__SET EXERCISE__: Starting at the beginning of the records and ending at the line that contains "[262, 50, 398, 232]", write those lines out again with "Verify" swapped for "Confirm" and everything else left unchanged.

>> START MATERIAL FOR THE TASK

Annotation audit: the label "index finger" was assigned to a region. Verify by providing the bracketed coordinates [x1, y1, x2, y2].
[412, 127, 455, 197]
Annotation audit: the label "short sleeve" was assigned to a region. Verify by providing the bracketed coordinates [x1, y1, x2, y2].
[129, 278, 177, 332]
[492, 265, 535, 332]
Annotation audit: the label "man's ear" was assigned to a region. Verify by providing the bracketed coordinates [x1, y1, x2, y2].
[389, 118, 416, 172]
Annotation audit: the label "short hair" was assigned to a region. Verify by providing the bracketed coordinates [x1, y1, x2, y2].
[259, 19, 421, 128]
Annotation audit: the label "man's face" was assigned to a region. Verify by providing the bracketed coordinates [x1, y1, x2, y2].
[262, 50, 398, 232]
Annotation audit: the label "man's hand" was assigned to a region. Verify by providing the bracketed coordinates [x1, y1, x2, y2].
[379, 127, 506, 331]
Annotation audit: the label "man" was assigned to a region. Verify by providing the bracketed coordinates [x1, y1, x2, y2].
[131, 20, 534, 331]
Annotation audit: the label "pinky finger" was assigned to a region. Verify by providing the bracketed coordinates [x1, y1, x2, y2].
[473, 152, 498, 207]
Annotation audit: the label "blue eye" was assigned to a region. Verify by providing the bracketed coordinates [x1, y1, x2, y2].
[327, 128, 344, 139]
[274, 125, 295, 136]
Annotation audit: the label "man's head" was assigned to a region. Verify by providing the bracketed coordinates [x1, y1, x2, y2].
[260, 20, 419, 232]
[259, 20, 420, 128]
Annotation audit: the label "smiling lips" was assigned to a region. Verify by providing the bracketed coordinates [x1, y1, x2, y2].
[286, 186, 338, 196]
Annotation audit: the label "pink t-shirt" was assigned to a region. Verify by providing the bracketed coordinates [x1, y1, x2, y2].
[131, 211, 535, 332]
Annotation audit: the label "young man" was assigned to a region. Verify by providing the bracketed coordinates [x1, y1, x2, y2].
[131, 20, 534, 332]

>> END MATERIAL FOR THE TASK

__REPLY TO THE EXERCISE__:
Annotation audit: the label "index finger" was assigned to a region. Confirm by providing the bracketed coordinates [x1, y1, x2, y2].
[412, 127, 455, 197]
Annotation audit: the label "short sleeve" was assigned to a region. Confirm by providing the bracketed coordinates [x1, y1, x2, y2].
[129, 278, 177, 332]
[492, 265, 535, 332]
Annotation audit: the label "man's ear" was assigned to a region. Confirm by providing the bracketed coordinates [x1, y1, x2, y2].
[389, 118, 416, 172]
Annotation audit: the label "short hair" was assigned to a region. Confirm by providing the bracketed coordinates [x1, y1, x2, y2].
[259, 19, 421, 128]
Annotation audit: the label "man's face" was assigned to a region. Confirm by providing the bracketed coordinates [x1, y1, x2, y2].
[262, 50, 398, 232]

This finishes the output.